→ SELECTED PASSAGE:
The claim that genetic screening will benefit employees who,
alerted to their condition, can then seek early treatment to
prevent disease, is also overstated. The gap between science's
ability to diagnose genetic disorders and the development of
cures and treatment for those disorders continues to grow. The
psychological burden of being informed that one will develop
a debilitating, fatal disease, such as Huntington's Disease,
for which there is no cure, could be devastating.
While the benefits of genetic testing are subject to dispute,
the potential harms are not. Genetic testing stigmatizes healthy
individuals as genetically "defective," making it difficult
for them to find work.
Furthermore, if genetic screening is used to identify workers
at risk for work-related diseases, what is to prevent their
use to identify workers (and their families) who are at risk
for diseases unrelated to the workplace? In a context of spiraling
health care costs, proposals to mandate insurance coverage by
employers, and a growing trend of companies adopting self-insurance
plans whereby they assume the risks of employee health care
expenses rather than relying on traditional insurance mechanisms,
employers would have great incentive to screen workers likely
to develop genetic diseases. And, given that the majority of
Americans depend on employee-provided health insurance, excluding
such workers from jobs would leave those employees most likely
to need health care uninsured. Moreover, because genetic diseases
are inherited, such exclusionary policies would affect a worker's
descendants as well. One is faced with the specter of an ever
expanding pool of genetically defective "unemployables," dependent
on the government for income and lacking access to health care.

→ HOW TO COMPLETE THIS TASK: In the passage on genetic screening of workers, which disease is named as an example of a debilitating, fatal disease with no cure?

→ INFORMATION SHOWN:
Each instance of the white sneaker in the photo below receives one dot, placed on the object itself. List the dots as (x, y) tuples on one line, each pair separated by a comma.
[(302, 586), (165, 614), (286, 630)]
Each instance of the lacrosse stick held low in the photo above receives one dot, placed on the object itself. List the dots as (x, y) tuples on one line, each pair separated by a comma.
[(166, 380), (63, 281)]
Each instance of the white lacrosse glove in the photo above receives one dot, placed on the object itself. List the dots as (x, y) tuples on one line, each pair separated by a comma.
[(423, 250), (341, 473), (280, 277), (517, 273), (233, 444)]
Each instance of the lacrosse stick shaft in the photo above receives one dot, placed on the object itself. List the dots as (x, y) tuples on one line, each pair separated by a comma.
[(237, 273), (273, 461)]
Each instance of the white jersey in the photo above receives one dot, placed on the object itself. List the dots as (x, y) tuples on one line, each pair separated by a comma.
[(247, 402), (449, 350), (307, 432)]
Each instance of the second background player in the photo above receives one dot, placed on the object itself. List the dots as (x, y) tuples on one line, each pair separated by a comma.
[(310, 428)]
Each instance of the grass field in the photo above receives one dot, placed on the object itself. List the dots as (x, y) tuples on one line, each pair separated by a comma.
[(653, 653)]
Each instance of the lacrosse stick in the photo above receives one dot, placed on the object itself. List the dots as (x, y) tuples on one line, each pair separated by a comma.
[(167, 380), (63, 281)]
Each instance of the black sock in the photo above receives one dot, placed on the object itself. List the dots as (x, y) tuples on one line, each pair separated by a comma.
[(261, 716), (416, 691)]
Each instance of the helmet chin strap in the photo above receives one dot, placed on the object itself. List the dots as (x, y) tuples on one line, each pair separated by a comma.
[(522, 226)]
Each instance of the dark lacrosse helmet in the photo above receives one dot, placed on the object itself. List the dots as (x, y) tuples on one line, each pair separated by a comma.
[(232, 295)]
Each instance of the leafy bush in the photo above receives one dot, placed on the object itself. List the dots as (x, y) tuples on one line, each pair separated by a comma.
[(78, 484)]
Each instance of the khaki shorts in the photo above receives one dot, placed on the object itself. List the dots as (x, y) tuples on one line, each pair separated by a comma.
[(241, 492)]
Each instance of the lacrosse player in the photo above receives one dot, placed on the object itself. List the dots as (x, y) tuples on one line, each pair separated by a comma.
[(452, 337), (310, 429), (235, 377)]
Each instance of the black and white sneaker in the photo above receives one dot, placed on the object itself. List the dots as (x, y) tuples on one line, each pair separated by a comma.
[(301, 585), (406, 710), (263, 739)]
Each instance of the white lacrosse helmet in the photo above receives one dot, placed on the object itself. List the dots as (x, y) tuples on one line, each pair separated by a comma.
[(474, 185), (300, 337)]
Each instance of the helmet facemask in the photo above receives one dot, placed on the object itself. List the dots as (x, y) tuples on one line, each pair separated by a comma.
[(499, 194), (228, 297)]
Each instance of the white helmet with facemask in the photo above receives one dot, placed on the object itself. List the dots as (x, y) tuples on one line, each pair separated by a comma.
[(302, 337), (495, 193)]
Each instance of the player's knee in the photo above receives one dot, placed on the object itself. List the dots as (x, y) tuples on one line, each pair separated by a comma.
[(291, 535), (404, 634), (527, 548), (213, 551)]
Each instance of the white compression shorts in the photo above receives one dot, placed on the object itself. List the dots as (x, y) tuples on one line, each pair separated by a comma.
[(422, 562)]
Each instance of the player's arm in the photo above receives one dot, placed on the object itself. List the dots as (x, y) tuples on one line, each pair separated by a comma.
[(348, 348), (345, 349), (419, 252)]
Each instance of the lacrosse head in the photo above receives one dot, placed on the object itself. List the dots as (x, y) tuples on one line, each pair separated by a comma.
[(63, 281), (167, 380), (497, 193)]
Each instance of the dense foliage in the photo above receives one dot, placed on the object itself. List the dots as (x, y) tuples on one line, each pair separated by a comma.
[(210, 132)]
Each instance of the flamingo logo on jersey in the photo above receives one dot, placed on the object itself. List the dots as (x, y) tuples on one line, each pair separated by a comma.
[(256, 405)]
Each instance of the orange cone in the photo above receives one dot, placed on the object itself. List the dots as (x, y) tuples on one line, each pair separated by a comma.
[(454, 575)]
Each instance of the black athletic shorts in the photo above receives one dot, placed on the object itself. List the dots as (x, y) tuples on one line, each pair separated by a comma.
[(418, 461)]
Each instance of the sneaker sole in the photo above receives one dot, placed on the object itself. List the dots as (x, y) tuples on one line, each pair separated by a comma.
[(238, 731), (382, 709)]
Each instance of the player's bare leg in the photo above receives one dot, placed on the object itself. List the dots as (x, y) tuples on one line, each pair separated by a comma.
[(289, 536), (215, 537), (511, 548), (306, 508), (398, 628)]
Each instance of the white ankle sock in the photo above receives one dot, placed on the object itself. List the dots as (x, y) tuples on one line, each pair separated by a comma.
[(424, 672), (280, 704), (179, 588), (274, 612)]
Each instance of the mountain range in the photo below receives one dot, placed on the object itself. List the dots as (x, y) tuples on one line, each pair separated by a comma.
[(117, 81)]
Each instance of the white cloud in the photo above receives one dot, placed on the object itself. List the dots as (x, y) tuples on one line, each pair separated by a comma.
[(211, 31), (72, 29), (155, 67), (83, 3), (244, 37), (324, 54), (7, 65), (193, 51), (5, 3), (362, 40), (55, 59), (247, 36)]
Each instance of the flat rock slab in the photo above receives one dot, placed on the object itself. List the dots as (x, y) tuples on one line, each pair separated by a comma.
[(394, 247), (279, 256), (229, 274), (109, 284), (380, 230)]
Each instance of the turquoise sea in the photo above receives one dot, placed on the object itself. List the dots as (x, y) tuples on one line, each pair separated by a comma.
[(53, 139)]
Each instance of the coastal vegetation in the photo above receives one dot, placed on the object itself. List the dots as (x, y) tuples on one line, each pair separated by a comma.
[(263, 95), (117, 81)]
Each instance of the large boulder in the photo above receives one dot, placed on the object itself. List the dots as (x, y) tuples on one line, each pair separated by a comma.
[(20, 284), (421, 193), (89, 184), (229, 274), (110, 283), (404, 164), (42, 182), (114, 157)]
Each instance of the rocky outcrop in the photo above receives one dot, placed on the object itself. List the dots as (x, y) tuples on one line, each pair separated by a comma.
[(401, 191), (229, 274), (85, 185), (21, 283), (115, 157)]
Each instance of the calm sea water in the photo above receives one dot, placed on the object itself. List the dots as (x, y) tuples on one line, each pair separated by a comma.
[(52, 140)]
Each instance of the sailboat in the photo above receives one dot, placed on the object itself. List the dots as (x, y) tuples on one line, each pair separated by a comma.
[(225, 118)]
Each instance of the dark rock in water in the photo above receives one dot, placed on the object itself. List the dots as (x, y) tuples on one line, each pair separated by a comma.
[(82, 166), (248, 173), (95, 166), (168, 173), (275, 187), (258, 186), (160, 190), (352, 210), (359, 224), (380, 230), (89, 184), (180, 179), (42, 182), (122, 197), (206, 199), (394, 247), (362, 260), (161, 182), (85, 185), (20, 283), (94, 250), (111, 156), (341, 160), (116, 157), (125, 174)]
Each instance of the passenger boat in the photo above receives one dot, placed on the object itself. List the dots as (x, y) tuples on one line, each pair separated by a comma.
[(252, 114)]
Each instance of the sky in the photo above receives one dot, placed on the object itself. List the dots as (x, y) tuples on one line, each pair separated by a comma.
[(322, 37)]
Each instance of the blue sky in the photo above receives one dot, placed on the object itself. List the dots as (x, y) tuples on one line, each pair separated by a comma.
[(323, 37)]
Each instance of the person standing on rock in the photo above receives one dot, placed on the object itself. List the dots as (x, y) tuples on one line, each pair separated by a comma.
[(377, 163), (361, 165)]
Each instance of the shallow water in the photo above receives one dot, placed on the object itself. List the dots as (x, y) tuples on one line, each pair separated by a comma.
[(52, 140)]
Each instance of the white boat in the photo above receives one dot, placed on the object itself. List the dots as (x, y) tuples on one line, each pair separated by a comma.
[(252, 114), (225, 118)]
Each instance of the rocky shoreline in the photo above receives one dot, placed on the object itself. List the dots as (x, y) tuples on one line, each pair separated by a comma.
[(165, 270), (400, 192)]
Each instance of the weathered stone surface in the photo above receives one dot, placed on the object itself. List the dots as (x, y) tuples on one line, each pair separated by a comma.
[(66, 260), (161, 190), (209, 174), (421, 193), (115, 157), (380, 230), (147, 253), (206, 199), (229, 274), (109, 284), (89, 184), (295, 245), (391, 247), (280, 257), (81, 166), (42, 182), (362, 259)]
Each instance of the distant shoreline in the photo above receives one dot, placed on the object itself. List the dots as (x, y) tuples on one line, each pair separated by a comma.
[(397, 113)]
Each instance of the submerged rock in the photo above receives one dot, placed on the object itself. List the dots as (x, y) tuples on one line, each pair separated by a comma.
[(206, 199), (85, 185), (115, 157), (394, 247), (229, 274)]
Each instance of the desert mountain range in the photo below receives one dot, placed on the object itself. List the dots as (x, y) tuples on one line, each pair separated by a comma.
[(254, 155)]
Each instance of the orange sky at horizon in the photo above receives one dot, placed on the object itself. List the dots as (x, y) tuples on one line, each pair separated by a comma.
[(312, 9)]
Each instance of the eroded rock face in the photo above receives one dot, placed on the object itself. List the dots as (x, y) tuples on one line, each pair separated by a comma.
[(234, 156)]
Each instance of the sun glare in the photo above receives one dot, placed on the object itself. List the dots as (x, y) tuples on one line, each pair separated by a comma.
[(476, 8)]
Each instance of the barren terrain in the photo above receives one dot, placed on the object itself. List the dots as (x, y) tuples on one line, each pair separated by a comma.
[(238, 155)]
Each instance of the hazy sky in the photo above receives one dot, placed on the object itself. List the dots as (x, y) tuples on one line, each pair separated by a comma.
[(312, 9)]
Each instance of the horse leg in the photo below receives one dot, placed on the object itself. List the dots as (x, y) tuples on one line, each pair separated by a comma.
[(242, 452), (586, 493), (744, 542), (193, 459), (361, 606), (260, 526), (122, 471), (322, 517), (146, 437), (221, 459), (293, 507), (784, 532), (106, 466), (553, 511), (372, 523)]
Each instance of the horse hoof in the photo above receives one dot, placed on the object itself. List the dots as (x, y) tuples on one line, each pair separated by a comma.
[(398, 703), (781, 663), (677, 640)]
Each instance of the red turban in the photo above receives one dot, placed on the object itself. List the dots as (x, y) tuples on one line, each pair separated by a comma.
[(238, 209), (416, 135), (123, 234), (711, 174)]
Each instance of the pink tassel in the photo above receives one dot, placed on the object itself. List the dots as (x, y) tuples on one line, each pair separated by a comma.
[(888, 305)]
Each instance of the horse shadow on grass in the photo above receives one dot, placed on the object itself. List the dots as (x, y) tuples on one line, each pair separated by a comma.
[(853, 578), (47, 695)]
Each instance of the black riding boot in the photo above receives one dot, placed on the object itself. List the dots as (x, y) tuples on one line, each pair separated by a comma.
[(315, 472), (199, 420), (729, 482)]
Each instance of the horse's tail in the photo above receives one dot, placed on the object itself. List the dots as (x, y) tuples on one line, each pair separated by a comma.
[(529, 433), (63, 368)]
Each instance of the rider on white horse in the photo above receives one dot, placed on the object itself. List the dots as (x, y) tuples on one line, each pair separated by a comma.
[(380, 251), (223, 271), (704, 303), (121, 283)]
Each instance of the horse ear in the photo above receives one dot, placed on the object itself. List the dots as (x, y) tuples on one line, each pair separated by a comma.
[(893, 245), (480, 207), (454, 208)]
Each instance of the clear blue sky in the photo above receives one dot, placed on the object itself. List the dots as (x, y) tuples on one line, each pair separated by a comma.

→ RESULT OF THIS EXERCISE: Huntington's Disease